# [Records supplied]

■ ■ ■

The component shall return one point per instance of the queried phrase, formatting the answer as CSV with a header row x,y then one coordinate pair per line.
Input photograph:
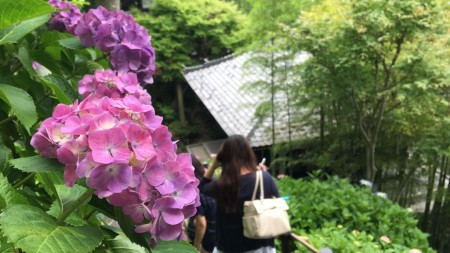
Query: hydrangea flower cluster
x,y
116,34
115,140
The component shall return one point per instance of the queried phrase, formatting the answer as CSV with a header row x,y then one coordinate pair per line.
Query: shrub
x,y
323,209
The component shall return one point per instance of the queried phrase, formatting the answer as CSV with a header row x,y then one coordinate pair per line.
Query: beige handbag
x,y
265,218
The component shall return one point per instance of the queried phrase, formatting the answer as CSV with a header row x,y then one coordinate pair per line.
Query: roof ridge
x,y
208,63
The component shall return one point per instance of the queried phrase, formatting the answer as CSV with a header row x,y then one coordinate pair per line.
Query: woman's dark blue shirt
x,y
229,229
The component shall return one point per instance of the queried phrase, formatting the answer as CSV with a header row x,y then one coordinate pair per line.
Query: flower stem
x,y
66,212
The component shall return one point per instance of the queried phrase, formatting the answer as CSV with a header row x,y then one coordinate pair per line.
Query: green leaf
x,y
127,226
21,103
15,32
174,246
32,230
12,12
8,195
24,57
66,196
71,43
62,89
37,164
48,181
121,244
5,155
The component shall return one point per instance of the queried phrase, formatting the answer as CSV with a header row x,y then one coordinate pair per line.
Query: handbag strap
x,y
259,181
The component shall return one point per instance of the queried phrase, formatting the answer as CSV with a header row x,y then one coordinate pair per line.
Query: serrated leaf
x,y
12,12
8,195
15,32
127,226
92,66
24,57
48,181
61,88
32,230
121,244
71,43
37,164
21,104
5,246
67,195
174,246
5,156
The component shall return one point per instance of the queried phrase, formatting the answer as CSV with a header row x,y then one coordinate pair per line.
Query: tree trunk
x,y
436,212
181,104
111,5
371,170
430,189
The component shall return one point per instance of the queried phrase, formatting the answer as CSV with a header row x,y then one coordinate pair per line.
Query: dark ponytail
x,y
234,154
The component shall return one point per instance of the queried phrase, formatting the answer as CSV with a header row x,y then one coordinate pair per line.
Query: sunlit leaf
x,y
21,104
34,231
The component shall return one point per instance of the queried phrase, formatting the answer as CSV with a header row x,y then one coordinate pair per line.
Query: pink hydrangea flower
x,y
114,139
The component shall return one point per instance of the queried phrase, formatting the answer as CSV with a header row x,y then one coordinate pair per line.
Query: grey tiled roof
x,y
219,84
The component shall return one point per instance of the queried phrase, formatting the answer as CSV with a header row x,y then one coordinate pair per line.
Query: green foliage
x,y
13,12
32,230
328,211
184,33
38,213
37,164
21,104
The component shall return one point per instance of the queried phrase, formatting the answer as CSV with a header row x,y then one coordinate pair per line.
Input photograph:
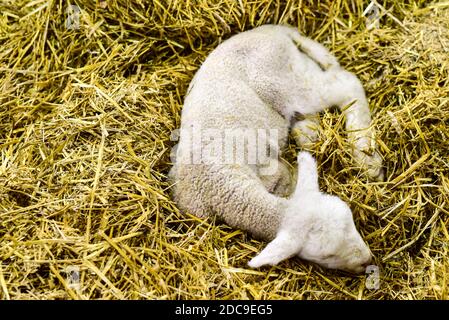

■ ■ ■

# [What the task asks]
Your answer must be an exact transcription of every entry, minus the pictures.

# [Result of this task]
The component shall return one point per instance of the queried phrase, formatting the answer as CSV with a header row x,y then one coordinate pair per line.
Input photograph:
Query: hydrangea flower cluster
x,y
116,34
115,140
The component shall return one point per instance of the queried phrase, formatting the answer as CSV with a header row x,y then one coordinate pair per line.
Query: shrub
x,y
323,209
The component shall return one point per instance of the queried phrase, formatting the answer as CSV with a header row x,y then one coordinate pair per line.
Query: beige handbag
x,y
265,218
The component shall return one point per instance of the queried phrase, formatting the answer as CSV with a header row x,y then one coordinate pair per line.
Query: roof ridge
x,y
208,63
The component shall return one point per instance of the queried phrase, formatting the answer as CSV with a header row x,y then one coordinate pair per line.
Query: woman's dark blue shirt
x,y
229,229
The component shall return one point per instance of the queried phrase, formatting the answer as CSV with a header row x,y then one coordinate pair per line.
Query: flower stem
x,y
66,212
The component shall return one point per instance of the queried phrase, formatting the answer as CSV with a header row x,y then one coordinate pair per line.
Query: green leaf
x,y
127,226
21,103
15,32
174,246
32,230
12,12
8,195
24,57
66,196
71,43
62,89
37,164
48,181
121,244
5,155
The component shall return one point per instance of the queried phrase, formatting the answer as CSV with a header row x,y then one coordinate pair per line.
Query: handbag strap
x,y
259,181
The component shall return one point per instance of the queried phrase, formatting the answer as CSV with a header row x,y then one coordinate pair per line.
Query: serrated leaf
x,y
12,12
8,195
15,32
127,226
92,66
24,57
48,181
61,88
32,230
121,244
71,43
37,164
21,104
5,246
67,195
174,246
5,156
The component shall return one point per instance of the queried phrase, formatting the answer as CSV with a header row x,y then one coordinate pair per line.
Query: tree trunk
x,y
436,212
181,104
111,5
371,170
430,189
The component shall return one point per instance of the queried phrase, formatting the answer as CSV with a header row x,y then one coordinate pair per line.
Query: dark ponytail
x,y
234,154
The component shall return one point per instance of the queried phrase, formatting the answer as CSV with a header row x,y then one coordinate pair per line.
Query: sunlit leaf
x,y
21,104
34,231
The component shall return one point per instance of the queried phrase, formatting the answer as CSV with a header row x,y then one coordinate pair per line.
Query: pink hydrangea flower
x,y
114,139
The component shall return one point per instance of the queried phrase, formatting the answer as CSV with a header row x,y then one coordinate pair per line.
Query: grey tiled roof
x,y
219,84
The component shall return one point per instance of the queried phrase, formatting the answer as CSV with a header row x,y then one coordinate pair per line.
Query: green foliage
x,y
13,12
32,230
328,211
184,33
38,213
37,164
21,104
The component shall return one point per instance of the queried phrase, formatting the answer as CSV with a header row x,y then one coordinate pair per line.
Input photograph:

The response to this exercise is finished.